### INPUT MATERIAL ###
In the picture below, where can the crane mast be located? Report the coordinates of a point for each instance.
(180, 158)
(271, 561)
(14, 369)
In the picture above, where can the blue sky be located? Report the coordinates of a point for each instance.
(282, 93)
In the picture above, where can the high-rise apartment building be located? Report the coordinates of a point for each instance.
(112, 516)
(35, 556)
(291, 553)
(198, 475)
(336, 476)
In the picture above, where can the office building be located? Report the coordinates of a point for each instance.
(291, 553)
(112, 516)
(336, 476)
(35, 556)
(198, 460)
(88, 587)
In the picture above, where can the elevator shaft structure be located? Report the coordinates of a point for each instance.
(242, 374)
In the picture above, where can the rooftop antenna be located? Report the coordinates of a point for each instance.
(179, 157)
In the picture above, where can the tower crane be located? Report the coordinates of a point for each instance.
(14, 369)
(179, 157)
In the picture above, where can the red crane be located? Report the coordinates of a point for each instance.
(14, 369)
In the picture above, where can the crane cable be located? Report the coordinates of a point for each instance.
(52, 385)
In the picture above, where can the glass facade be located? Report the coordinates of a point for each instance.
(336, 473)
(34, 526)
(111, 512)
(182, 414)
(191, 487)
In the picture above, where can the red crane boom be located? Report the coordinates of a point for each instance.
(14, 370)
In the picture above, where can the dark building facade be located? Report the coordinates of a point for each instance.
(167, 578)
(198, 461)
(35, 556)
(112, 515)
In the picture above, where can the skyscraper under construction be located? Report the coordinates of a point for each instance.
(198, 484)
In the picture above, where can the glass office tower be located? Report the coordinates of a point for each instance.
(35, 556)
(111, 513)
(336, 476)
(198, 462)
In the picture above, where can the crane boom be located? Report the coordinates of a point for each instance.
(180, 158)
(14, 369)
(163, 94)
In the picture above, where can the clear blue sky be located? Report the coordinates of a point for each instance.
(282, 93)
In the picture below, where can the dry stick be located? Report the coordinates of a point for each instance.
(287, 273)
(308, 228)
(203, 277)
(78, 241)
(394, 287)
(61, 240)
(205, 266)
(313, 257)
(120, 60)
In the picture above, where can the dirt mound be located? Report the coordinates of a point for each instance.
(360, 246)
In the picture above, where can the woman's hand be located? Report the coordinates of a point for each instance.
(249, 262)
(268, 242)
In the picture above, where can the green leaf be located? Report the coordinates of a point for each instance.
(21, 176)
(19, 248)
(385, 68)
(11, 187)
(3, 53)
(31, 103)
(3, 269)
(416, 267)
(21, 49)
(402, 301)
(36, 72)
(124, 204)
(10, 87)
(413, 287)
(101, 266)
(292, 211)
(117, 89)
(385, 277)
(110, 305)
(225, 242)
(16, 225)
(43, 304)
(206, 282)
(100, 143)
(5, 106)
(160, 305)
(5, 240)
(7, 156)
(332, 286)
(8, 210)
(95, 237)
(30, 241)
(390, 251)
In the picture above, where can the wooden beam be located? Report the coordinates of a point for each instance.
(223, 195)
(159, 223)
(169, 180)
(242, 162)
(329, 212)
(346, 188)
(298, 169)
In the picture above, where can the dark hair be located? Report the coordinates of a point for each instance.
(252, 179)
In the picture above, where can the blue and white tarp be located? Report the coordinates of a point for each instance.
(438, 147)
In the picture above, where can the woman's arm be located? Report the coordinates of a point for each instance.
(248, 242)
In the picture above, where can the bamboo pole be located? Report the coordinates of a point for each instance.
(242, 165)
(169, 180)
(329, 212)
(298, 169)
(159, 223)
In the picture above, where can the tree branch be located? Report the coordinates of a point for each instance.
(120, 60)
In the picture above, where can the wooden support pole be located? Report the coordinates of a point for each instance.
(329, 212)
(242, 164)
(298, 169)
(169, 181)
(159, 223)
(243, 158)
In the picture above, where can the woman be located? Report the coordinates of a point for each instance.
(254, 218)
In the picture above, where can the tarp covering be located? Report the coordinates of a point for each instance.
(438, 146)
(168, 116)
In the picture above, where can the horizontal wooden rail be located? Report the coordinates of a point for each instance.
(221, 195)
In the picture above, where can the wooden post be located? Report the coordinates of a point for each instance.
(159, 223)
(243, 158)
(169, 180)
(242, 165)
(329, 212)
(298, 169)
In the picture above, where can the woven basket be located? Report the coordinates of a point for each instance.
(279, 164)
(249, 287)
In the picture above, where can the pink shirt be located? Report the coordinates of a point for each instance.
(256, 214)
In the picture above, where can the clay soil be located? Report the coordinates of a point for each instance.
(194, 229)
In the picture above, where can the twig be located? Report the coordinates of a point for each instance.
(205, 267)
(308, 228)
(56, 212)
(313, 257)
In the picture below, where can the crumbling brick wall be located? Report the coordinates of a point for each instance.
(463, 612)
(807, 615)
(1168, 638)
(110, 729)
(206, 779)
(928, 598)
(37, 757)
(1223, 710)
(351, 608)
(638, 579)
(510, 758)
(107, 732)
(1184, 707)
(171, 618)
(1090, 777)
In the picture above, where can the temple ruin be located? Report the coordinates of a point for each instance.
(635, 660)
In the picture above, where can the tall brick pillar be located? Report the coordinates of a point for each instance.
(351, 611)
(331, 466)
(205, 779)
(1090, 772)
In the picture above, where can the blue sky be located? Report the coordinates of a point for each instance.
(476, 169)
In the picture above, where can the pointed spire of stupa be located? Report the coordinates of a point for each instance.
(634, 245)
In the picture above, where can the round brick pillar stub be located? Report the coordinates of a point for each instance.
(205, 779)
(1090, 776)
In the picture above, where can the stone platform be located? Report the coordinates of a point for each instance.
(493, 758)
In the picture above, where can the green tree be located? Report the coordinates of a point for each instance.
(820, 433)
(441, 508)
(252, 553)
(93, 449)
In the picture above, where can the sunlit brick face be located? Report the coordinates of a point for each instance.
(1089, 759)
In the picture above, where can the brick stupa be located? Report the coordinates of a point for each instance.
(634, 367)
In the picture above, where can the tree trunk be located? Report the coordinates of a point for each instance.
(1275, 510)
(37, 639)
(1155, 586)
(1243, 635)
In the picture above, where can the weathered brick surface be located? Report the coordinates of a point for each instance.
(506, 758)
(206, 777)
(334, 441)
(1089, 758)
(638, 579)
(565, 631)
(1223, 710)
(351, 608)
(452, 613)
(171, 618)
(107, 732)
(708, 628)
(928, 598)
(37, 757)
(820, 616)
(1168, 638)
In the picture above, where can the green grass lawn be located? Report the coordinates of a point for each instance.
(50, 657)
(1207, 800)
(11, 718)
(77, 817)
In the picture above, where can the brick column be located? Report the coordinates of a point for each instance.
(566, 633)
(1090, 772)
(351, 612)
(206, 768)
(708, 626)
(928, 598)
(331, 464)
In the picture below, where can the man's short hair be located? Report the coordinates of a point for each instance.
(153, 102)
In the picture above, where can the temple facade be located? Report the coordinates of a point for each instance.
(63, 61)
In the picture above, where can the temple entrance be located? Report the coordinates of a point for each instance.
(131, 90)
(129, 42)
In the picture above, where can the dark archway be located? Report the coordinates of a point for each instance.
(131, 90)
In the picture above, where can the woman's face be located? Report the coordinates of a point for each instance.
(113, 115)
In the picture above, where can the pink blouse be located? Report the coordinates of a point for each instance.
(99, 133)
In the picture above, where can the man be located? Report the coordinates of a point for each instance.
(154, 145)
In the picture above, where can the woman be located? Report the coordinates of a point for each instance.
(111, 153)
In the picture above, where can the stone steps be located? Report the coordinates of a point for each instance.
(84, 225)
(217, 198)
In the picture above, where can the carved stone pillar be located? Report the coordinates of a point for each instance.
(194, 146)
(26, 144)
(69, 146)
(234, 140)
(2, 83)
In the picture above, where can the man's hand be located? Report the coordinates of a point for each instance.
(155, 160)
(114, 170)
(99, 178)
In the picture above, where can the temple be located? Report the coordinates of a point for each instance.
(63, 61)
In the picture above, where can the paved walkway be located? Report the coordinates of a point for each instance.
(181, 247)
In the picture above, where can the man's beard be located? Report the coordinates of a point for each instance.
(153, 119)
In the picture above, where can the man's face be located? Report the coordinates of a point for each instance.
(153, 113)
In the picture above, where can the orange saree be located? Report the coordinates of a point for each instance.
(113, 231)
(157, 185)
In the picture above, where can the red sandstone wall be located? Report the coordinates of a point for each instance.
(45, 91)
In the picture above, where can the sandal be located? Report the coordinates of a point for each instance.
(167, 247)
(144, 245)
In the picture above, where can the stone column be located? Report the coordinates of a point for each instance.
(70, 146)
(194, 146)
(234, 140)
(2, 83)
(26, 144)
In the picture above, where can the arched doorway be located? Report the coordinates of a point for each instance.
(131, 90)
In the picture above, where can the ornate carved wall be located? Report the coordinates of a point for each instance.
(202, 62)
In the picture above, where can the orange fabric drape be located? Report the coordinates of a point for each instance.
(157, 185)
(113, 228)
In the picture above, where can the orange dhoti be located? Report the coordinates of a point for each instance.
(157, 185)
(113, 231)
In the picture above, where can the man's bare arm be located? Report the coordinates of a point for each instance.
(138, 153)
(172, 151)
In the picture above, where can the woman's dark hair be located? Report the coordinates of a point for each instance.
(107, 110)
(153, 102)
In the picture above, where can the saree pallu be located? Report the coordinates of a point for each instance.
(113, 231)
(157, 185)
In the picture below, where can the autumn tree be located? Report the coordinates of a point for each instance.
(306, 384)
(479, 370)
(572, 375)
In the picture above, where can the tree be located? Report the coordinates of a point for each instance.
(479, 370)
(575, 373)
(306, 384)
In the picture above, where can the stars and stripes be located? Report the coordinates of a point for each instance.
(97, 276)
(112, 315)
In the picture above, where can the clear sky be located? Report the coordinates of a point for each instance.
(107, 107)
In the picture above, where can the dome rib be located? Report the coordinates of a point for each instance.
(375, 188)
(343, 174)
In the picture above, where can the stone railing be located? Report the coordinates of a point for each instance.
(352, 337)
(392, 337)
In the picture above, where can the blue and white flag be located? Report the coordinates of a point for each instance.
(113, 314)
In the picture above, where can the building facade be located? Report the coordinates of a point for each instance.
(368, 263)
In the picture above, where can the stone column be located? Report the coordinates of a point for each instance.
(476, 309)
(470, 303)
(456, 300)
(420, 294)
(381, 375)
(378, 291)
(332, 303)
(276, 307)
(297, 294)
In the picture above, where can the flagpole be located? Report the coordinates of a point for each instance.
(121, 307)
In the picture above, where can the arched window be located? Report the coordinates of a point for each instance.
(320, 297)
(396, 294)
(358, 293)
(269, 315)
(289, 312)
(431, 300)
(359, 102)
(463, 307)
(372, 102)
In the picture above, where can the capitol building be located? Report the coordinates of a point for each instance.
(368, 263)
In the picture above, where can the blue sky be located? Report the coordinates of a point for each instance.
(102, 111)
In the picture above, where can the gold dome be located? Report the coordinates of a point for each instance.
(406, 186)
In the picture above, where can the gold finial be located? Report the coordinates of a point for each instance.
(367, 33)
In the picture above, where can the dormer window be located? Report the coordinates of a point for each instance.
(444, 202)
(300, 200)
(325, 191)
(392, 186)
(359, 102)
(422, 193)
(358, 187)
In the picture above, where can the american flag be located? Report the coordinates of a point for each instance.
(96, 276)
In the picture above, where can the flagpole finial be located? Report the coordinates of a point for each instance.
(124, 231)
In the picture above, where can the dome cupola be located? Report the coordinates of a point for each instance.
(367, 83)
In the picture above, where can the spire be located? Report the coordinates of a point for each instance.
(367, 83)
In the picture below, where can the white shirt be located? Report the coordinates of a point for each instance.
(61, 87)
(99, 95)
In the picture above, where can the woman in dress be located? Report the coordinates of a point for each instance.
###
* [INSTRUCTION]:
Write out exactly the lines of the entries above that run from the line containing "In the picture above, where can the american" through the last line, including both.

* [TASK RESULT]:
In the picture above, where can the american flag be located? Report the coordinates of a point for each instance.
(96, 276)
In the picture above, where can the flagpole finial be located? Report the coordinates of a point for each instance.
(124, 231)
In the picture above, where can the dome cupola be located? Report the coordinates of a point for each instance.
(367, 83)
In the picture above, where can the spire be located? Report the coordinates of a point for each instance.
(367, 83)
In the picture below, where can the white shirt be located? Report the coordinates of a point for each instance.
(61, 87)
(99, 95)
In the picture above, where can the woman in dress be located? Report the coordinates of a point for each instance.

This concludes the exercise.